▼▼▼

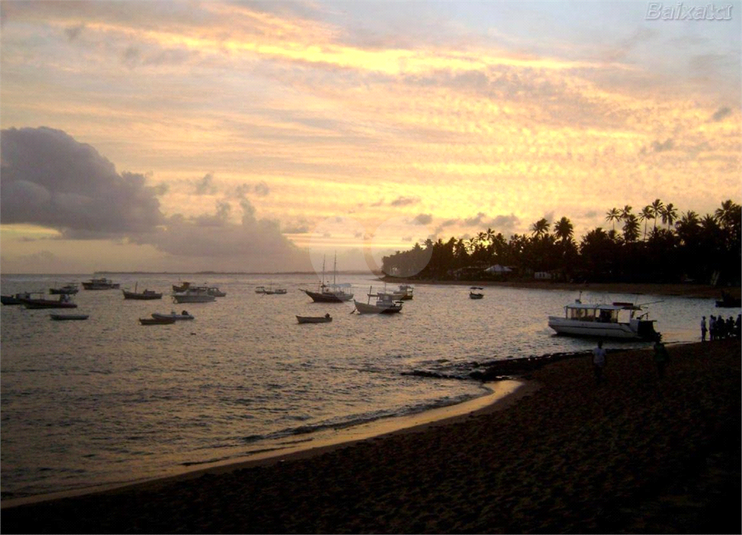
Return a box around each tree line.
[382,199,742,285]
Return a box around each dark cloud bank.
[0,127,309,271]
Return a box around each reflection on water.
[2,275,728,497]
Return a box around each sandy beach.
[2,340,741,533]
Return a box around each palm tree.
[605,208,621,230]
[619,204,632,221]
[554,217,574,243]
[531,217,549,238]
[649,199,665,230]
[639,204,654,240]
[661,202,678,229]
[623,214,640,242]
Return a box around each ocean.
[0,274,720,499]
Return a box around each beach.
[2,340,741,533]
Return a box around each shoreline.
[0,379,538,511]
[379,276,742,300]
[3,339,742,533]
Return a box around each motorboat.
[469,286,484,299]
[549,299,658,340]
[49,282,80,295]
[139,318,175,325]
[49,314,90,321]
[296,314,332,323]
[121,285,162,301]
[152,310,195,321]
[21,294,77,309]
[716,292,742,308]
[207,286,227,297]
[399,284,415,301]
[0,292,31,305]
[353,289,402,314]
[173,286,216,303]
[82,277,121,290]
[302,256,353,303]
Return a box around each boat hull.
[549,316,657,340]
[296,316,332,323]
[354,301,402,314]
[49,314,90,321]
[304,290,353,303]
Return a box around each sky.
[0,0,742,273]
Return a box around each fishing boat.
[302,256,353,303]
[399,284,415,301]
[207,286,227,297]
[49,282,80,295]
[49,314,90,321]
[469,286,484,299]
[82,277,121,290]
[121,285,162,301]
[296,314,332,323]
[152,310,195,321]
[716,292,742,308]
[173,286,216,303]
[21,294,77,309]
[0,292,31,305]
[353,288,402,314]
[549,299,658,340]
[139,318,175,325]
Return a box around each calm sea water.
[1,275,739,498]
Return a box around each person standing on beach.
[593,340,606,384]
[654,335,670,378]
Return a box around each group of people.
[701,314,742,342]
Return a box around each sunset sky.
[0,0,742,273]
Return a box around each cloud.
[0,127,163,237]
[711,106,732,121]
[389,196,420,206]
[0,127,310,270]
[195,173,217,195]
[412,214,433,225]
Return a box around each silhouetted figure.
[654,335,670,378]
[593,340,606,384]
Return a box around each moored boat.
[353,288,402,314]
[49,314,90,321]
[549,299,658,340]
[469,286,484,299]
[152,310,195,321]
[139,318,175,325]
[173,286,216,303]
[49,282,80,295]
[82,277,121,290]
[0,292,31,305]
[121,285,162,301]
[296,314,332,323]
[21,294,77,309]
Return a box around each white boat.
[302,256,353,303]
[549,299,657,340]
[469,286,484,299]
[152,310,195,321]
[296,314,332,323]
[353,288,402,314]
[173,286,216,303]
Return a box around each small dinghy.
[49,314,90,321]
[152,310,194,321]
[139,318,175,325]
[296,314,332,323]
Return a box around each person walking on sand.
[654,334,670,378]
[593,340,606,384]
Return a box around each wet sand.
[2,340,742,533]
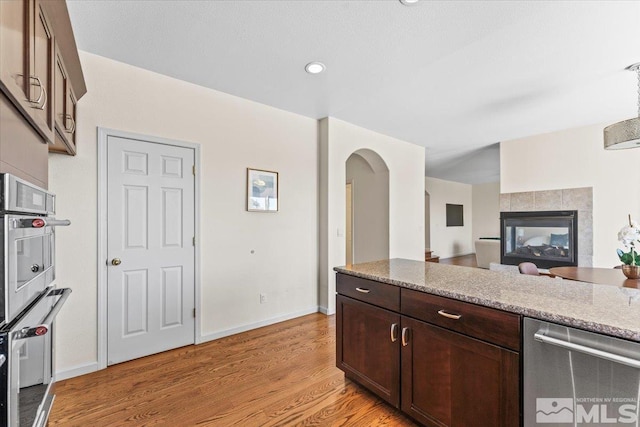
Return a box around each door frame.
[97,127,201,370]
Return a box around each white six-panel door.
[107,135,195,365]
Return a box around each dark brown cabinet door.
[336,295,400,407]
[49,48,76,155]
[30,0,54,142]
[0,1,30,103]
[0,0,53,142]
[401,317,520,427]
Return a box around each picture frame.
[246,168,279,212]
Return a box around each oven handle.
[16,218,71,228]
[533,331,640,369]
[13,288,71,340]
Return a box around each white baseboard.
[56,362,98,381]
[196,307,326,344]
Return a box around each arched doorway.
[345,149,389,264]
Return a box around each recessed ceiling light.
[304,62,327,74]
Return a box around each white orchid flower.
[618,221,640,247]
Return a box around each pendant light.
[604,62,640,150]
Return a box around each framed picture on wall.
[247,168,278,212]
[447,203,464,227]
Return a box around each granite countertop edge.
[333,267,640,342]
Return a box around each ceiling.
[67,0,640,184]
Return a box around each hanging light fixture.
[604,62,640,150]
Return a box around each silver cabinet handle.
[391,323,398,342]
[27,76,44,108]
[64,114,76,133]
[402,328,409,347]
[14,217,71,228]
[533,331,640,369]
[438,310,462,320]
[34,80,48,110]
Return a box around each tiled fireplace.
[500,187,593,267]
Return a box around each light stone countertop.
[334,259,640,342]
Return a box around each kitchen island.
[334,259,640,342]
[335,259,640,427]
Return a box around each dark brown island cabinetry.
[0,0,87,188]
[336,273,521,427]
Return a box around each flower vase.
[622,265,640,279]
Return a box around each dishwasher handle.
[533,331,640,369]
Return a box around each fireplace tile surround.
[500,187,593,267]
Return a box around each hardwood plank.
[49,314,416,427]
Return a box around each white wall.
[319,117,425,313]
[471,182,500,244]
[49,52,318,373]
[345,150,389,264]
[500,123,640,268]
[424,177,473,258]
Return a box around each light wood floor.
[440,254,478,267]
[49,314,416,427]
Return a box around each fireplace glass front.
[500,211,578,268]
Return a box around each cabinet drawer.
[401,289,520,351]
[336,273,400,311]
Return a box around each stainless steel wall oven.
[0,174,71,427]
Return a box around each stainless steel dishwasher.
[523,318,640,427]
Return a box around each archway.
[345,149,389,264]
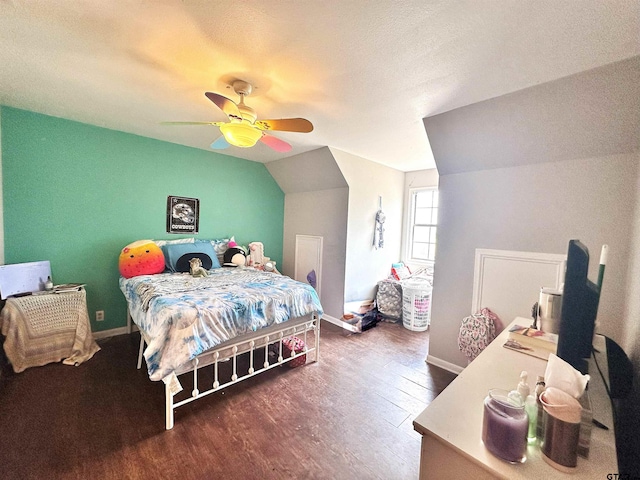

▲▲▲

=== What is being asked ===
Copy every item above line for line without changing anything, but leave the pictures out.

=== Exercise result ===
Return a box around each tree line.
[382,199,742,285]
Return a box around each dark cloud bank.
[0,127,309,271]
Return a box around each reflection on water.
[2,275,728,497]
Return a box around each sandy beach.
[2,340,741,533]
Return a box around each palm tree.
[605,208,621,230]
[619,204,632,221]
[554,217,574,243]
[531,217,549,238]
[649,199,665,230]
[639,204,654,240]
[661,202,678,229]
[623,214,640,242]
Return a box around each ocean.
[0,274,720,499]
Return a box around each beach.
[2,340,741,533]
Return a box around each shoreline.
[0,379,538,511]
[379,276,742,300]
[3,339,742,533]
Return a box around each motorboat.
[469,286,484,299]
[549,299,658,340]
[49,282,80,295]
[139,318,175,325]
[49,314,90,321]
[296,314,332,323]
[121,285,162,301]
[152,310,195,321]
[21,294,77,309]
[716,292,742,308]
[207,286,227,297]
[399,284,415,301]
[0,292,31,305]
[353,289,402,314]
[173,286,216,303]
[82,277,121,290]
[302,256,353,303]
Return a box around each boat hull.
[549,316,657,340]
[296,316,332,323]
[354,301,402,314]
[49,314,90,321]
[304,290,353,303]
Return a box around each sky.
[0,0,742,273]
Return a box around each fishing boat.
[302,256,353,303]
[399,284,415,301]
[207,286,227,297]
[49,282,80,295]
[49,314,90,321]
[469,286,484,299]
[82,277,121,290]
[121,285,162,301]
[296,314,332,323]
[152,310,195,321]
[716,292,742,308]
[173,286,216,303]
[21,294,77,309]
[0,292,31,305]
[353,288,402,314]
[549,299,658,340]
[139,318,175,325]
Return a box around each calm sea water.
[1,275,739,498]
Return a box around each person standing on beach.
[593,340,606,384]
[654,335,670,378]
Return a box around each group of people.
[701,314,742,342]
Return a box around each sunset sky.
[0,0,742,273]
Return a box around each cloud.
[0,127,163,237]
[711,106,732,121]
[389,196,420,206]
[0,127,310,270]
[195,173,217,195]
[412,214,433,225]
Return a box around each silhouetted figure.
[654,335,670,378]
[593,340,606,384]
Return a box around each moored boat.
[353,288,402,314]
[49,314,90,321]
[549,299,658,340]
[469,286,484,299]
[152,310,195,321]
[139,318,175,325]
[173,286,216,303]
[49,282,80,295]
[82,277,121,290]
[0,292,31,305]
[121,285,162,301]
[296,314,332,323]
[21,294,77,309]
Return a box around each white boat.
[302,256,353,303]
[549,299,657,340]
[469,286,484,299]
[152,310,195,321]
[296,314,332,323]
[353,288,402,314]
[173,286,216,303]
Return a box around each small dinghy.
[49,314,90,321]
[152,310,194,321]
[139,318,175,325]
[296,314,332,323]
Return a box around each person walking on sand.
[654,334,670,378]
[593,340,606,384]
Return a box around each wet sand.
[2,340,742,533]
Return a box around each door frame.
[97,127,201,370]
Return a box around each white six-panel door.
[107,135,195,365]
Return a box around each dark brown cabinet door.
[336,295,400,407]
[49,48,76,155]
[30,0,54,142]
[0,1,30,103]
[0,0,53,142]
[401,317,520,427]
Return a box around each picture frame.
[246,168,279,212]
Return a box around each oven handle.
[16,218,71,228]
[533,331,640,369]
[13,288,71,340]
Return a box around each white baseboard.
[56,362,98,381]
[196,307,326,344]
Return a box around each arched doorway.
[345,149,389,264]
Return a box around each recessed ceiling light.
[304,62,327,74]
Return a box around each white orchid flower.
[618,221,640,247]
Return a box around each pendant light.
[604,62,640,150]
Return a box around each framed picture on wall.
[247,168,278,212]
[447,203,464,227]
Return a box around each granite countertop edge.
[333,267,640,342]
Return a box around each ceiling.
[67,0,640,184]
Return a box around each hanging light fixture.
[604,62,640,150]
Return a box around each silver cabinet handle.
[391,323,398,342]
[27,76,44,108]
[64,114,76,133]
[402,328,409,347]
[14,217,71,228]
[533,331,640,369]
[438,310,462,320]
[34,80,48,110]
Return a box around each tiled fireplace.
[500,187,593,267]
Return a box around each light stone countertop.
[334,259,640,342]
Return a box around each kitchen island.
[334,259,640,342]
[335,259,640,427]
Return a box around each dark brown island cabinetry.
[0,0,87,188]
[336,273,521,427]
Return a box around each flower vase.
[622,265,640,279]
Return a box around each dishwasher handle.
[533,331,640,369]
Return a box around each fireplace tile surround.
[500,187,593,267]
Return a box around each hardwood plank.
[49,314,416,427]
Return a box around each white wall.
[319,117,425,313]
[471,182,500,244]
[49,52,318,373]
[345,150,389,264]
[500,123,640,268]
[424,177,473,258]
Return a box around each light wood floor.
[440,254,478,267]
[49,314,416,427]
Return a box around each fireplace glass front.
[500,211,578,268]
Return a box around each cabinet drawer.
[401,289,520,351]
[336,273,400,311]
Return a box around each stainless steel wall oven.
[0,174,71,427]
Return a box around each stainless steel dishwasher.
[523,318,640,427]
Return a box around each archway.
[345,149,389,264]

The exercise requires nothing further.